* **Ausschnitt**:
☆ ☆ ☆ ☆

Die windowsinterne Firewall, die man in der Systemsteuerung aufrufen kann, kann keine einzelnen Ports behandeln, sondern nur Programme. Da müßte also WoW eingetragen sein/werden. Dürfte aber eigentlich keine Rolle spielen, wenn sie aus ist. :/

Gab es denn auf portforward.com eine Anleitung für dein Routermodell?


----------



## Squallion (2. August 2007)

hm. muss die wow exe datei auch freigegeben werden?
wenn ja, wie?
in der windows firewall hab ich es gefunden aber die ist ja eh nicht aktiv aber bei dem server weiss ich net wie ich das machen soll, weil die ports sind ja eigentlich alle frei, es sei denn ich hab nicht alle.
mist, warum das immer alles so kompliziert sein muss, echt nervig sowas, will doch nur wow zocken 


			Dieser Inhalt steht nur eingeloggten Mitgliedern zur Verfügung.


----------



## Isegrim (2. August 2007)

Schau doch bitte mal in dieser Liste nach, ob dein Routermodell dabei ist.


----------



## kikonator (8. August 2007)

was halltet ihr davon jetzt meine fetsplatte einfach zu formatieren weil nix klappt?
und könnt ih mir ne externefestplatte empfehlen wo Preis/leistung stimmt und die zwischen 100-200 Gb liegt
DANKE


----------

☆ ☆ ☆ ☆

* **Extrahierte Daten**:

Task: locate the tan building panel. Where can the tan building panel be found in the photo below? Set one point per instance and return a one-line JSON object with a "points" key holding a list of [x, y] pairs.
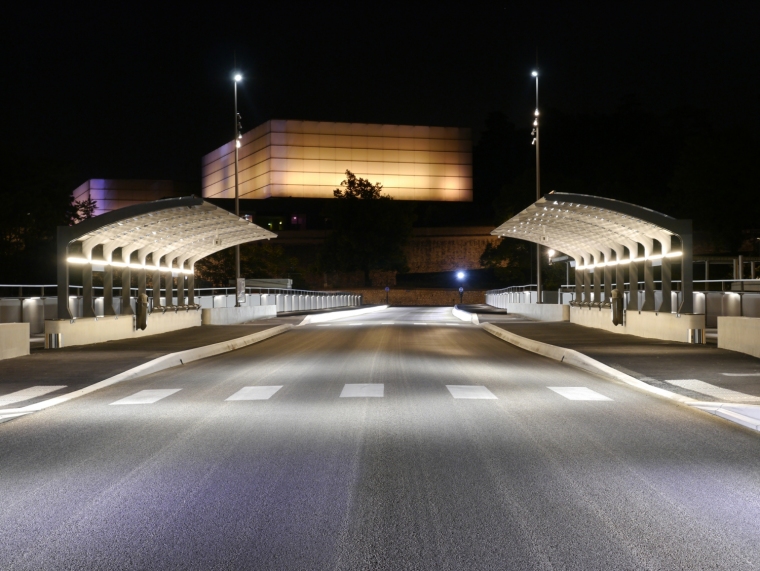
{"points": [[309, 159]]}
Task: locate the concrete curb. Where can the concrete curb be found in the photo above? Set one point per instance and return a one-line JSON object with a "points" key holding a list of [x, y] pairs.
{"points": [[586, 363], [159, 364], [465, 315], [322, 317]]}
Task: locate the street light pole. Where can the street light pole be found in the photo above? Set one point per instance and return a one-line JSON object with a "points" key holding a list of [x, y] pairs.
{"points": [[237, 78], [539, 288]]}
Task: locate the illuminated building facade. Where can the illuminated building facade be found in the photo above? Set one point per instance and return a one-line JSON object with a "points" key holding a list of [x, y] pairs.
{"points": [[308, 159]]}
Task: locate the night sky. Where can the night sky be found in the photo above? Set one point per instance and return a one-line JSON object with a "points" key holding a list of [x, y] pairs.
{"points": [[143, 93]]}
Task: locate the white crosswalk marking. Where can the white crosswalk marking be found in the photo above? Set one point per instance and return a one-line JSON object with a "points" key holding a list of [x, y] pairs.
{"points": [[578, 393], [470, 392], [362, 390], [255, 393], [147, 397], [714, 391], [29, 393]]}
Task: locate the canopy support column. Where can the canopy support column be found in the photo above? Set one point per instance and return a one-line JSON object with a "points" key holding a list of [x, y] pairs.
{"points": [[156, 288], [687, 272], [169, 285], [181, 289], [191, 288], [633, 285], [126, 283], [87, 308], [597, 285], [141, 286], [607, 281], [667, 286], [108, 291], [586, 286], [63, 275], [648, 287]]}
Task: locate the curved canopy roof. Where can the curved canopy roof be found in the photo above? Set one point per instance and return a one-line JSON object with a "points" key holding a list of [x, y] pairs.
{"points": [[586, 227], [179, 230]]}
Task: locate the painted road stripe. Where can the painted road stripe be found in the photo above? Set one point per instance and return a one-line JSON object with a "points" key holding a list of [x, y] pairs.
{"points": [[147, 397], [578, 393], [30, 393], [714, 391], [362, 390], [470, 392], [255, 393]]}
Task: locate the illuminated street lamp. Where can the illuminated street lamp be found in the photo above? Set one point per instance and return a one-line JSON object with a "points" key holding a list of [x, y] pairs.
{"points": [[238, 136], [538, 190]]}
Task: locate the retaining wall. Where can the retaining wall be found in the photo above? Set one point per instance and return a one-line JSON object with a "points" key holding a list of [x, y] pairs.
{"points": [[87, 330], [739, 334], [426, 297], [665, 326], [14, 340], [232, 315]]}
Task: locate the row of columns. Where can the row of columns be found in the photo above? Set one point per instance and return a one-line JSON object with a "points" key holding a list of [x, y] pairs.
{"points": [[88, 309], [584, 287]]}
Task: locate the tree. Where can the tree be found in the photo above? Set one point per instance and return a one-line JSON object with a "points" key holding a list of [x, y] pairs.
{"points": [[369, 229], [259, 259]]}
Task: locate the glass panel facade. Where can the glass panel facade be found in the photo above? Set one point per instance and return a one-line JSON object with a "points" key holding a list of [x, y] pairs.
{"points": [[309, 159]]}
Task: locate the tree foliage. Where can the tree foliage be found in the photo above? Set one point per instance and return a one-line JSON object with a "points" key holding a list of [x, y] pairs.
{"points": [[260, 259], [36, 198], [369, 229]]}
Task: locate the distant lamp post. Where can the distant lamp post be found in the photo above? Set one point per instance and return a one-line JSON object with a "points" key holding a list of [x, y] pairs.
{"points": [[538, 190], [238, 136], [460, 276]]}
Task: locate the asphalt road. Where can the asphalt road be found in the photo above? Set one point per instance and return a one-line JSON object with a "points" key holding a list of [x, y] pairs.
{"points": [[412, 479]]}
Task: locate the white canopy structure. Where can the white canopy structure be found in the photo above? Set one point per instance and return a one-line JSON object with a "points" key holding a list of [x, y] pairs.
{"points": [[167, 236], [605, 233]]}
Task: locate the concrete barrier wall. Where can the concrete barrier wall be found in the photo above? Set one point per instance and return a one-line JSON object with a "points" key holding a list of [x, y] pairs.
{"points": [[14, 340], [85, 331], [740, 334], [232, 315], [665, 326], [539, 312], [425, 297]]}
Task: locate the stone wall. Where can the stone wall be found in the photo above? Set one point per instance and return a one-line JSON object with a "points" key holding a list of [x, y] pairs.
{"points": [[428, 297], [429, 250]]}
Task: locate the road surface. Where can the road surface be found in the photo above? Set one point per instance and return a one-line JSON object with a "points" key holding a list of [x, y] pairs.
{"points": [[404, 439]]}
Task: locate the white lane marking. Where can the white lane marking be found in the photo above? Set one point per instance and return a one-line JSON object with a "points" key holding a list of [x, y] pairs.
{"points": [[714, 391], [470, 392], [147, 397], [255, 393], [578, 393], [4, 417], [362, 390], [30, 393]]}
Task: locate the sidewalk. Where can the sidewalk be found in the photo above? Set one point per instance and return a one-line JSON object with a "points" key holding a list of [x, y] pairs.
{"points": [[704, 372], [73, 368]]}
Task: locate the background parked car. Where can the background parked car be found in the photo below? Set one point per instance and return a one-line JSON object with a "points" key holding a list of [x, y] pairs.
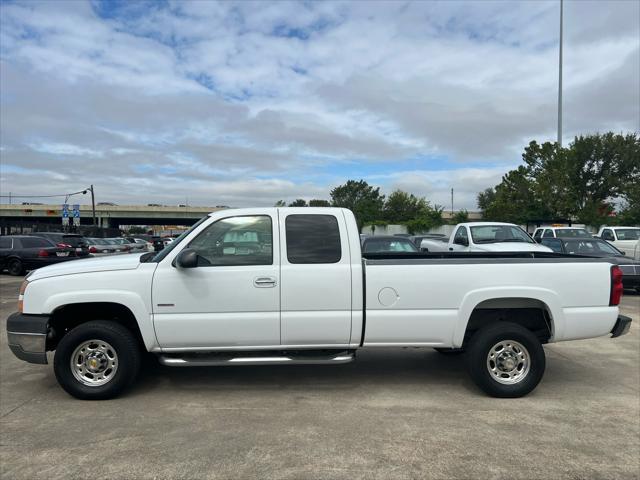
{"points": [[66, 240], [564, 232], [137, 244], [388, 244], [19, 253], [595, 247], [100, 246], [121, 244]]}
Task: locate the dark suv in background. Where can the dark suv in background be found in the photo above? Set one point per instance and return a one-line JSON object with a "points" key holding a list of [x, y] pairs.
{"points": [[66, 240], [19, 253]]}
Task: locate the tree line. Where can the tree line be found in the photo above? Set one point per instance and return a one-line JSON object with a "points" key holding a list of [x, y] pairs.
{"points": [[585, 182], [595, 180]]}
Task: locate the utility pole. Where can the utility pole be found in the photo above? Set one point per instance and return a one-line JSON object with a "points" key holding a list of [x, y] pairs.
{"points": [[93, 206], [560, 81], [452, 203]]}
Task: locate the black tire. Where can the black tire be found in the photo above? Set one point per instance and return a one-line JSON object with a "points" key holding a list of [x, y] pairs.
{"points": [[15, 267], [478, 360], [127, 353], [450, 351]]}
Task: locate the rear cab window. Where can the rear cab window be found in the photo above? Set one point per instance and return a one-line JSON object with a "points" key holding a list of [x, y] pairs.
{"points": [[312, 239]]}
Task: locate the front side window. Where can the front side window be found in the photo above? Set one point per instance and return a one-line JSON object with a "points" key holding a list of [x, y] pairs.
{"points": [[235, 241], [608, 235], [313, 239], [35, 242], [628, 233], [461, 237]]}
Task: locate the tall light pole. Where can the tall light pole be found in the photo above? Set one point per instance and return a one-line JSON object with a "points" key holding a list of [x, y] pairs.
{"points": [[560, 81]]}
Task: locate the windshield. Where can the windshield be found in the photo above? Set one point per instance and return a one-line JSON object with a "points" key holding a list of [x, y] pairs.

☆ ☆ ☆ ☆

* **Aufgabenstellung**:
Was kann die windowsinterne Firewall laut dem Ausschnitt nicht behandeln, und womit arbeitet sie stattdessen?

* **Erwartete Antwort**:
Sie kann keine einzelnen Ports behandeln, sondern nur Programme.